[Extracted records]
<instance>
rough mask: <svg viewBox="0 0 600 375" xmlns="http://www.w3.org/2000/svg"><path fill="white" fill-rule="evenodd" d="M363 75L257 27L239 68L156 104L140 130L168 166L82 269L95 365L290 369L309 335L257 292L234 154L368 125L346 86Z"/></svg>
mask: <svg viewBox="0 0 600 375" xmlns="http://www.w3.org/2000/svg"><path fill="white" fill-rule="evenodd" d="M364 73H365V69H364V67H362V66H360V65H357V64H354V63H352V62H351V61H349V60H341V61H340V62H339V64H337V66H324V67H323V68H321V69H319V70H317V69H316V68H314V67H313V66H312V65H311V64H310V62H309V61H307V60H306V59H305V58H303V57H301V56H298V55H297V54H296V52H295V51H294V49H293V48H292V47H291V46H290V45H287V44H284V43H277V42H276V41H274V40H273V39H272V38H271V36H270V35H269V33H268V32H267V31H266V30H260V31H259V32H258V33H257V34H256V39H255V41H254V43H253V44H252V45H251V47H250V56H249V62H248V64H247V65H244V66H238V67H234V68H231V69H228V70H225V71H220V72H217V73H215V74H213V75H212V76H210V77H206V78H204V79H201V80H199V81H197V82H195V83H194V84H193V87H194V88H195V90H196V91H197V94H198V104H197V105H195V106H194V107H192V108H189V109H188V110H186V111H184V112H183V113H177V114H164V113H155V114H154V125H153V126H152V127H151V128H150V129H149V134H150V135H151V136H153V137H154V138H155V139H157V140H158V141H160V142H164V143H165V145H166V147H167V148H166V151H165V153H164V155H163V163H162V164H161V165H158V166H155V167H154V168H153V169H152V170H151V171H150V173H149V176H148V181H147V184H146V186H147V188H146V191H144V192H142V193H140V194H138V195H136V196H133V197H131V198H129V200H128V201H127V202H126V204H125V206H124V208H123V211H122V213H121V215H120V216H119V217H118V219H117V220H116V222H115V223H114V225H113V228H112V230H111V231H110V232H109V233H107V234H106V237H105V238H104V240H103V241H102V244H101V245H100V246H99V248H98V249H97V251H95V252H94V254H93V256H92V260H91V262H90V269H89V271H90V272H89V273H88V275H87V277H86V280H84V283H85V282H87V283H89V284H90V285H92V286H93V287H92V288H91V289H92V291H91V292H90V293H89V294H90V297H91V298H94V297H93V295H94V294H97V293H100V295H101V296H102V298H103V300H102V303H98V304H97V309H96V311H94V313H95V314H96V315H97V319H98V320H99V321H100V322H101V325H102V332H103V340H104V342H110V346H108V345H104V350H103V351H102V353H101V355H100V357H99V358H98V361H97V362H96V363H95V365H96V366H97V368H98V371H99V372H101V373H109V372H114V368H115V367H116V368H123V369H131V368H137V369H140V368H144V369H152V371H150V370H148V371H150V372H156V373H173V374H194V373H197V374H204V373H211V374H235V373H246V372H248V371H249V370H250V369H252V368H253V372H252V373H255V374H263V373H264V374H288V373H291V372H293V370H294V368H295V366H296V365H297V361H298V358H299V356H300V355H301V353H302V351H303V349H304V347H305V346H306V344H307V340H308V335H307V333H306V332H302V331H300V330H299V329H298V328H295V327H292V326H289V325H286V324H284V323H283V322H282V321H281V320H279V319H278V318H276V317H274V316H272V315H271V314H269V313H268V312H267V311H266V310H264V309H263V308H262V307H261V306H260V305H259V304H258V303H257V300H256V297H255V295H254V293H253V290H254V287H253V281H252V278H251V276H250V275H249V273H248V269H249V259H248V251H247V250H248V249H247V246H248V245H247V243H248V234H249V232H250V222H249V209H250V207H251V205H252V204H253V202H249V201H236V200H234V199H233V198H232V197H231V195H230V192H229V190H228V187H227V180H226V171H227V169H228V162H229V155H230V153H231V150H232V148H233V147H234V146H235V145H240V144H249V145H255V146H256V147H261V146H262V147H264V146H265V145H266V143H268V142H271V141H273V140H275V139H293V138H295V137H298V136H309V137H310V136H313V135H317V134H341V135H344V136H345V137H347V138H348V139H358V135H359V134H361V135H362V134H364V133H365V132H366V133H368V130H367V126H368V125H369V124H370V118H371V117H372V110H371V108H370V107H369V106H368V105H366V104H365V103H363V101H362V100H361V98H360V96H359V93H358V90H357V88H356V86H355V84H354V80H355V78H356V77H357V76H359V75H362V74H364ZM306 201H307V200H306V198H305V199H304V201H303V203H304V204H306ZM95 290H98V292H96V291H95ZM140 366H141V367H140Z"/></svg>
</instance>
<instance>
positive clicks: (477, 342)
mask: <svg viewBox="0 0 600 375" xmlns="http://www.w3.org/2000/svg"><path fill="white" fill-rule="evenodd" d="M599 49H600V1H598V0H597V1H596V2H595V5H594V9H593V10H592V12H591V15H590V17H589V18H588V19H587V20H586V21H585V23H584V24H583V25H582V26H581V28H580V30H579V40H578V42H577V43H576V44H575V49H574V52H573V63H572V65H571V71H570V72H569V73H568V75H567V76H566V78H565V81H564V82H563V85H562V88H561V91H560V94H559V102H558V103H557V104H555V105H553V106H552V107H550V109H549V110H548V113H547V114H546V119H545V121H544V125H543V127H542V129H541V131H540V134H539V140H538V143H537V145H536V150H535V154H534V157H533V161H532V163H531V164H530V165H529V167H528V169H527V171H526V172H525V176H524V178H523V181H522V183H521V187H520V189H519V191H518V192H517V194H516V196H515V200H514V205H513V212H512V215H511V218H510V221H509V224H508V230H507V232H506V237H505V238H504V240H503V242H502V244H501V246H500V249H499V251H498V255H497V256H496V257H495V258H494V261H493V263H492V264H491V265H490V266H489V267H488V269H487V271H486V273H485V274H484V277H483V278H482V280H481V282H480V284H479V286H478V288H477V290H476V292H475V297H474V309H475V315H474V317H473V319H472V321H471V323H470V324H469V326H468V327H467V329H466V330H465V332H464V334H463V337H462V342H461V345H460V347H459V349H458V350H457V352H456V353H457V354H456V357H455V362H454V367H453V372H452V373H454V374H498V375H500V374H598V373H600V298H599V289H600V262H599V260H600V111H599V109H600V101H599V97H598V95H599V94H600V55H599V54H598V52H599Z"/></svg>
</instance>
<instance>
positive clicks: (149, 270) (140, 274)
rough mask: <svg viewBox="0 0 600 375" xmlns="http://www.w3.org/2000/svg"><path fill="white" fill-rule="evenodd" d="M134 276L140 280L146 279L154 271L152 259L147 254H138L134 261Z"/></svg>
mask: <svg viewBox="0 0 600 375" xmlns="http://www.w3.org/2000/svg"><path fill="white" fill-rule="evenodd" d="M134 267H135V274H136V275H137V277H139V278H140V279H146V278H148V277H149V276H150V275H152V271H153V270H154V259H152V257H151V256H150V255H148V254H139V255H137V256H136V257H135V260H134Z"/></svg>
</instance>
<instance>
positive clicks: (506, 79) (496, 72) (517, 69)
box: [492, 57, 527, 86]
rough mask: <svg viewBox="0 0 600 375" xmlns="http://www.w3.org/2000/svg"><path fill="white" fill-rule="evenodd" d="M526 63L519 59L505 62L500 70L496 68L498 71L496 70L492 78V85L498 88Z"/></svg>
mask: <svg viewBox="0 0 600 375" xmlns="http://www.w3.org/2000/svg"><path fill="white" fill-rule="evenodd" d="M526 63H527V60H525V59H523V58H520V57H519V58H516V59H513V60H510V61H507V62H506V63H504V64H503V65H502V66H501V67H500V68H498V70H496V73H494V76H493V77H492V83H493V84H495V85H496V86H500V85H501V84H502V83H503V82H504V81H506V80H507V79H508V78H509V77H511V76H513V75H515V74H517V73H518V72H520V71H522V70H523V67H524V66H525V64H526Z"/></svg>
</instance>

[Your goal]
Give back the complete data exactly as supplied.

[Your solution]
<instance>
rough mask: <svg viewBox="0 0 600 375" xmlns="http://www.w3.org/2000/svg"><path fill="white" fill-rule="evenodd" d="M363 75L257 27L239 68L156 104L140 130L168 166L82 269L95 365L290 369L309 335L257 292L234 154L368 125L346 86Z"/></svg>
mask: <svg viewBox="0 0 600 375" xmlns="http://www.w3.org/2000/svg"><path fill="white" fill-rule="evenodd" d="M364 73H365V69H364V67H362V66H360V65H357V64H354V63H352V62H351V61H349V60H341V61H340V62H339V64H337V66H324V67H323V68H321V69H319V70H317V69H316V68H314V67H313V66H312V65H311V64H310V62H309V61H307V60H306V59H305V58H303V57H301V56H298V55H297V54H296V52H295V51H294V49H293V48H292V47H291V46H290V45H287V44H284V43H277V42H276V41H274V40H273V39H272V38H271V36H270V35H269V33H268V32H267V31H266V30H260V31H259V32H258V33H257V34H256V39H255V41H254V43H253V44H252V45H251V47H250V56H249V62H248V64H247V65H244V66H238V67H234V68H231V69H228V70H225V71H220V72H217V73H215V74H213V75H212V76H210V77H206V78H204V79H201V80H199V81H197V82H195V83H194V84H193V87H194V88H195V90H196V91H197V94H198V104H197V105H195V106H194V107H192V108H189V109H188V110H186V111H184V112H183V113H177V114H164V113H155V114H154V125H153V126H152V127H151V128H150V129H149V134H150V135H151V136H153V137H154V138H155V139H157V140H158V141H160V142H164V143H165V145H166V147H167V148H166V151H165V153H164V155H163V163H162V164H161V165H158V166H155V167H154V168H153V169H152V170H151V171H150V173H149V176H148V181H147V184H146V186H147V188H146V191H144V192H142V193H140V194H138V195H136V196H133V197H131V198H129V200H128V201H127V202H126V204H125V206H124V208H123V211H122V213H121V215H120V216H119V217H118V219H117V220H116V222H115V223H114V225H113V228H112V230H111V231H110V232H109V233H107V234H106V237H105V238H104V240H103V241H102V244H101V245H100V246H99V248H98V249H97V251H95V252H94V254H93V256H92V260H91V262H90V269H89V271H90V272H89V273H88V275H87V277H86V280H84V283H85V282H87V283H89V284H90V285H92V286H93V287H92V288H91V289H92V291H91V292H90V293H89V294H90V297H91V298H94V297H93V295H94V294H97V293H100V295H101V296H102V298H103V300H102V303H98V304H97V309H96V311H94V313H95V314H96V315H97V319H98V320H99V321H100V322H101V325H102V332H103V340H104V342H110V346H108V345H104V350H103V351H102V353H101V355H100V357H99V358H98V361H97V362H96V363H95V365H96V366H97V368H98V371H99V372H101V373H109V372H114V368H115V367H116V368H123V369H131V368H137V369H140V368H144V369H152V371H150V370H148V371H150V372H156V373H173V374H194V373H197V374H204V373H211V374H235V373H246V372H248V371H249V370H250V369H252V368H253V372H252V373H255V374H263V373H264V374H288V373H291V372H293V370H294V368H295V366H296V365H297V361H298V358H299V356H300V355H301V353H302V351H303V349H304V347H305V346H306V344H307V340H308V335H307V333H306V332H302V331H300V330H299V329H298V328H295V327H292V326H289V325H286V324H284V323H283V322H282V321H281V320H279V319H278V318H276V317H274V316H272V315H271V314H269V313H268V312H267V311H266V310H264V309H263V308H262V307H261V306H260V305H259V304H258V303H257V300H256V297H255V295H254V293H253V290H254V287H253V281H252V278H251V276H250V275H249V273H248V269H249V259H248V251H247V250H248V249H247V246H248V245H247V243H248V234H249V232H250V222H249V209H250V207H251V205H252V204H253V202H249V201H236V200H234V199H233V198H232V197H231V195H230V192H229V190H228V187H227V180H226V171H227V169H228V162H229V155H230V153H231V150H232V148H233V147H234V146H235V145H240V144H249V145H255V146H256V147H261V146H262V147H264V146H265V145H266V143H268V142H271V141H273V140H275V139H293V138H295V137H298V136H309V137H310V136H313V135H317V134H341V135H344V136H345V137H347V138H348V139H358V135H359V134H361V135H362V134H364V133H365V132H366V133H368V130H367V126H368V125H369V124H370V118H371V117H372V110H371V108H370V107H369V106H368V105H366V104H365V103H363V101H362V100H361V98H360V96H359V93H358V90H357V88H356V86H355V84H354V80H355V78H356V77H357V76H359V75H362V74H364ZM306 201H307V200H306V198H305V199H304V201H303V203H304V204H306ZM95 290H98V292H96V291H95ZM140 366H141V367H140Z"/></svg>
</instance>
<instance>
positive clicks: (477, 342)
mask: <svg viewBox="0 0 600 375" xmlns="http://www.w3.org/2000/svg"><path fill="white" fill-rule="evenodd" d="M599 49H600V1H598V0H597V1H596V2H595V5H594V9H593V10H592V12H591V15H590V17H589V18H588V19H587V20H586V21H585V23H584V24H583V25H582V26H581V28H580V30H579V40H578V42H577V43H576V44H575V49H574V52H573V63H572V65H571V71H570V72H569V73H568V75H567V76H566V78H565V81H564V82H563V85H562V88H561V91H560V94H559V102H558V103H557V104H555V105H553V106H552V107H550V109H549V110H548V113H547V114H546V119H545V121H544V125H543V127H542V129H541V131H540V134H539V140H538V143H537V145H536V150H535V154H534V157H533V161H532V163H531V164H530V165H529V167H528V169H527V171H526V172H525V176H524V178H523V181H522V183H521V187H520V189H519V191H518V192H517V194H516V196H515V200H514V205H513V212H512V215H511V218H510V221H509V224H508V230H507V232H506V237H505V238H504V240H503V242H502V244H501V246H500V249H499V251H498V255H497V256H496V257H495V258H494V261H493V263H492V264H491V265H490V266H489V267H488V269H487V271H486V273H485V274H484V277H483V278H482V280H481V282H480V284H479V286H478V288H477V290H476V292H475V297H474V309H475V315H474V317H473V319H472V321H471V323H470V324H469V326H468V327H467V329H466V330H465V332H464V334H463V337H462V342H461V345H460V347H459V349H458V350H457V352H456V353H457V354H456V357H455V362H454V367H453V372H452V373H454V374H498V375H500V374H598V373H600V298H599V289H600V262H599V260H600V111H599V109H600V101H599V97H598V95H599V94H600V55H599V54H598V52H599Z"/></svg>
</instance>
<instance>
positive clicks: (149, 270) (140, 274)
rough mask: <svg viewBox="0 0 600 375" xmlns="http://www.w3.org/2000/svg"><path fill="white" fill-rule="evenodd" d="M134 276L140 280L146 279L154 271L152 259L147 254H138L134 261Z"/></svg>
mask: <svg viewBox="0 0 600 375" xmlns="http://www.w3.org/2000/svg"><path fill="white" fill-rule="evenodd" d="M134 267H135V274H136V275H137V277H139V278H140V279H146V278H148V277H149V276H150V275H152V271H153V270H154V259H152V257H151V256H150V255H148V254H139V255H137V256H136V257H135V260H134Z"/></svg>
</instance>
<instance>
positive clicks: (506, 79) (496, 72) (517, 69)
box: [492, 57, 527, 86]
rough mask: <svg viewBox="0 0 600 375" xmlns="http://www.w3.org/2000/svg"><path fill="white" fill-rule="evenodd" d="M526 63L519 59L505 62L500 70L496 68L498 71L496 70L492 78V85L498 88Z"/></svg>
mask: <svg viewBox="0 0 600 375" xmlns="http://www.w3.org/2000/svg"><path fill="white" fill-rule="evenodd" d="M526 63H527V60H525V59H523V58H520V57H519V58H516V59H513V60H510V61H507V62H506V63H504V64H503V65H502V66H501V67H500V68H498V70H496V73H494V76H493V77H492V83H493V84H495V85H496V86H500V85H501V84H502V83H503V82H504V81H506V80H507V79H508V78H509V77H511V76H513V75H515V74H517V73H518V72H520V71H522V70H523V67H524V66H525V64H526Z"/></svg>
</instance>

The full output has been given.